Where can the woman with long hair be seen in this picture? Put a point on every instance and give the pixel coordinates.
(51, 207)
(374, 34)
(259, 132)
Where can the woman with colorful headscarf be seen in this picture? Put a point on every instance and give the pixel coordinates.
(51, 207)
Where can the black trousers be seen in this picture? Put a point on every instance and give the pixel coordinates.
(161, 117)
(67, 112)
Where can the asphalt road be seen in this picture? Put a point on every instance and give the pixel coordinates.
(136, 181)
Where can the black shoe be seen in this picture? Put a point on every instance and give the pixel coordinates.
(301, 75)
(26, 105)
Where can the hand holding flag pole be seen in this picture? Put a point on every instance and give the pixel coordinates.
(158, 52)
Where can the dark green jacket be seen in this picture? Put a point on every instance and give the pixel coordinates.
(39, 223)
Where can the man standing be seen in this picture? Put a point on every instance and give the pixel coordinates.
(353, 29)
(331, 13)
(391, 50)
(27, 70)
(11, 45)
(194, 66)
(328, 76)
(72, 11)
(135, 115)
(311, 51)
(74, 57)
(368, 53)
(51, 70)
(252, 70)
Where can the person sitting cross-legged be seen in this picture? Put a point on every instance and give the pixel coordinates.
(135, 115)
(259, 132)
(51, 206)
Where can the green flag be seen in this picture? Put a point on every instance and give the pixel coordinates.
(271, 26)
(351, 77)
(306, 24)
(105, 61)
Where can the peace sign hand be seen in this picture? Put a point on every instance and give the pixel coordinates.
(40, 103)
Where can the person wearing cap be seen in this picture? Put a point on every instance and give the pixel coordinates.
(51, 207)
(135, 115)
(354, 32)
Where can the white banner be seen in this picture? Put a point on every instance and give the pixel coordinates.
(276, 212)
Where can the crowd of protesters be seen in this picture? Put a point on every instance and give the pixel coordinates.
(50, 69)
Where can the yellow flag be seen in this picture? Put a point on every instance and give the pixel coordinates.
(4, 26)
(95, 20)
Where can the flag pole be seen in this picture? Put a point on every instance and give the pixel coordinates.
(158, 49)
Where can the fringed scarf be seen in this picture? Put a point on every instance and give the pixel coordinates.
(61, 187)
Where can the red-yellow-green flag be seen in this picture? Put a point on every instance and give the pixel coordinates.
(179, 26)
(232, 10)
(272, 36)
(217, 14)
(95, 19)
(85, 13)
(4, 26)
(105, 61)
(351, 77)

§ **What to do**: All of the entries above need to be printed again exactly.

§ **Exercise answer**:
Where can the woman with long hair be seen in this picture? Put a point on every instance and give the pixel coordinates.
(51, 207)
(374, 34)
(259, 132)
Where can the woman with colorful headscarf be seen in this picture? Put a point on every instance and give the pixel coordinates.
(51, 207)
Where can the black trousers be seen in this picture? Put a point on every instance and give the pixel coordinates.
(161, 117)
(67, 112)
Where can the asphalt road be seen in this picture? Put a point on every instance and give the pixel coordinates.
(136, 181)
Where can the black shoe be seen in this picture? Put a point on every instance and give the pixel coordinates.
(301, 75)
(26, 105)
Where can the hand holding flag pole be seen in this picture? Put a point on every instance and give the pixel coordinates.
(158, 52)
Where can the dark green jacket be seen in this picture? Put a point on every instance and give the pixel coordinates.
(39, 223)
Where can the man standing be seen in this picture? Put a point on every instance and give the pixel coordinates.
(353, 29)
(331, 13)
(391, 50)
(27, 70)
(11, 45)
(194, 66)
(328, 76)
(72, 11)
(135, 115)
(311, 51)
(74, 57)
(368, 53)
(51, 70)
(252, 70)
Where can the person sitting cross-legged be seen in this picture? Put a point on every instance and give the pixel coordinates.
(135, 115)
(259, 132)
(51, 206)
Where can the green flag be seen in this picture? Put a point on every instance and give the pixel coordinates.
(271, 26)
(351, 77)
(306, 24)
(105, 61)
Where can the peace sign hand be seen in this picture? Put a point on every instance and give the pixel coordinates.
(40, 103)
Where can the person wearing cap be seen in this picture? Put a point on every instance and give the pixel coordinates.
(51, 207)
(135, 115)
(354, 32)
Where can the white banner be seen in this picture? Put a point on every instance and give the pixel coordinates.
(276, 212)
Where can the crowd of protesters be seen in this picture? Put a point on every instance and give the pixel coordinates.
(50, 69)
Where can the yellow flag be seen in this picture? Put a point on every instance and give the pixel coordinates.
(4, 26)
(95, 20)
Where can the flag pole be seen in this picture? Put a point on every instance and give the pixel coordinates.
(158, 49)
Where can the fringed scarf be seen in this picture? Put a point on every instance and give the pixel coordinates.
(61, 187)
Where can the red-yellow-green flag be seen in this picture? Put a point on every instance and give the pixel coordinates.
(179, 26)
(232, 10)
(272, 36)
(217, 14)
(95, 19)
(85, 13)
(4, 26)
(105, 61)
(351, 77)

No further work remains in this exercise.